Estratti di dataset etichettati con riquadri
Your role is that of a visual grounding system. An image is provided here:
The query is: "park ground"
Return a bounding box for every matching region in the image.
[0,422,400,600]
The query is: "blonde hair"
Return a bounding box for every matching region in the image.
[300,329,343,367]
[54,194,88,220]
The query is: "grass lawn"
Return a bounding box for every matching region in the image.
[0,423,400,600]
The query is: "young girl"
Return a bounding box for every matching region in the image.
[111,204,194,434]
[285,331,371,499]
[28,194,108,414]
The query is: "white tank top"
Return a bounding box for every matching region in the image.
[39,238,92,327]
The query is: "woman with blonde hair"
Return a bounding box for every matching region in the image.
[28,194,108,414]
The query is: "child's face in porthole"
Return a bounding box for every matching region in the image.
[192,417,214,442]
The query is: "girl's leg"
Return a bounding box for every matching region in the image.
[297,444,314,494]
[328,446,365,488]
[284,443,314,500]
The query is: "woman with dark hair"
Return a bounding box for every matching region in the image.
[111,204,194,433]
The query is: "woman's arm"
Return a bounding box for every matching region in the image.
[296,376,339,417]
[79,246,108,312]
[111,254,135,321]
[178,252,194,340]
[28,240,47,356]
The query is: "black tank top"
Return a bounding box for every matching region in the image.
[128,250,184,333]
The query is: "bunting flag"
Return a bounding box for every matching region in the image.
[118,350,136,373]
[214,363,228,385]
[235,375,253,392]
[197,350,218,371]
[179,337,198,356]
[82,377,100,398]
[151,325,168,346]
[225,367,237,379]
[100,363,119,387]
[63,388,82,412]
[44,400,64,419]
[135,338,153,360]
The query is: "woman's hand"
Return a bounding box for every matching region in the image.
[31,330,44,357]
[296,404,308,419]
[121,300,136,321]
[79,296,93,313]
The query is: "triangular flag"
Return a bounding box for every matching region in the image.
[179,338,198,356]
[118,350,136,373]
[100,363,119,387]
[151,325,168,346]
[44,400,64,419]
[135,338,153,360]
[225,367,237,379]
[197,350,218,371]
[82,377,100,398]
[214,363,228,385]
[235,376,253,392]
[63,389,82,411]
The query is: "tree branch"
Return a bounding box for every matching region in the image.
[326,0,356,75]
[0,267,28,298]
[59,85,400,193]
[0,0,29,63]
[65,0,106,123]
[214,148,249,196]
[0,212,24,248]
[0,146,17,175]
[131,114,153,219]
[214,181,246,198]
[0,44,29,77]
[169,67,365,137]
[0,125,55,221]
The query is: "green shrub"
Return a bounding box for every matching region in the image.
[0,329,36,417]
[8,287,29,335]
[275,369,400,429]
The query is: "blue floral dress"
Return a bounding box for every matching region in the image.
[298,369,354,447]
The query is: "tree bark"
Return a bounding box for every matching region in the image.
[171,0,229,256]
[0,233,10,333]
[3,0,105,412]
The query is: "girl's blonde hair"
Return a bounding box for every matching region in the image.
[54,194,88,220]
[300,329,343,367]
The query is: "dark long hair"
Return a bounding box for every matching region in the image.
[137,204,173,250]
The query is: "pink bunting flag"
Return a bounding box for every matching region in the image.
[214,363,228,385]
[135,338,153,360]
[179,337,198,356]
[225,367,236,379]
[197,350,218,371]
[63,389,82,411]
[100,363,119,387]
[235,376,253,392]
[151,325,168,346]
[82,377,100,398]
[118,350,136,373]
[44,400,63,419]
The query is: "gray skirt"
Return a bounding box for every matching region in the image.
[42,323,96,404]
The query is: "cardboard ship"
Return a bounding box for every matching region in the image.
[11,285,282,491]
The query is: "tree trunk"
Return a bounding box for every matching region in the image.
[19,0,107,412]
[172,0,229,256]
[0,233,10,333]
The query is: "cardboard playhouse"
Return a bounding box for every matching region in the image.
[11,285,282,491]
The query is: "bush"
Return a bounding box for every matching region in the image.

■ Scopo dell'esercizio ■
Nel tratto che va dall'inizio delle righe fino alla riga con "[192,417,214,442]" compresa, rinomina "query" in "phrase". Riporta solo quelle righe, senza altre modifiche.

■ Risposta completa ■
Your role is that of a visual grounding system. An image is provided here:
The phrase is: "park ground"
Return a bounding box for every matching region in the image.
[0,422,400,600]
The phrase is: "blonde hair"
Return a bounding box for every matching region in the image.
[300,329,343,367]
[54,194,88,220]
The phrase is: "grass lawn"
Return a bounding box for every matching region in the image.
[0,423,400,600]
The phrase is: "young girl"
Return a bounding box for every matching region in the image.
[111,204,194,434]
[285,331,371,499]
[28,194,108,414]
The phrase is: "white tank top"
Return a bounding box for every matching region in the image.
[39,238,92,327]
The phrase is: "woman with blonde hair"
Return a bounding box for every matching region in the image.
[28,194,108,414]
The phrase is: "child's face in porthole"
Return a bounding box for every matching region in the image.
[192,417,214,442]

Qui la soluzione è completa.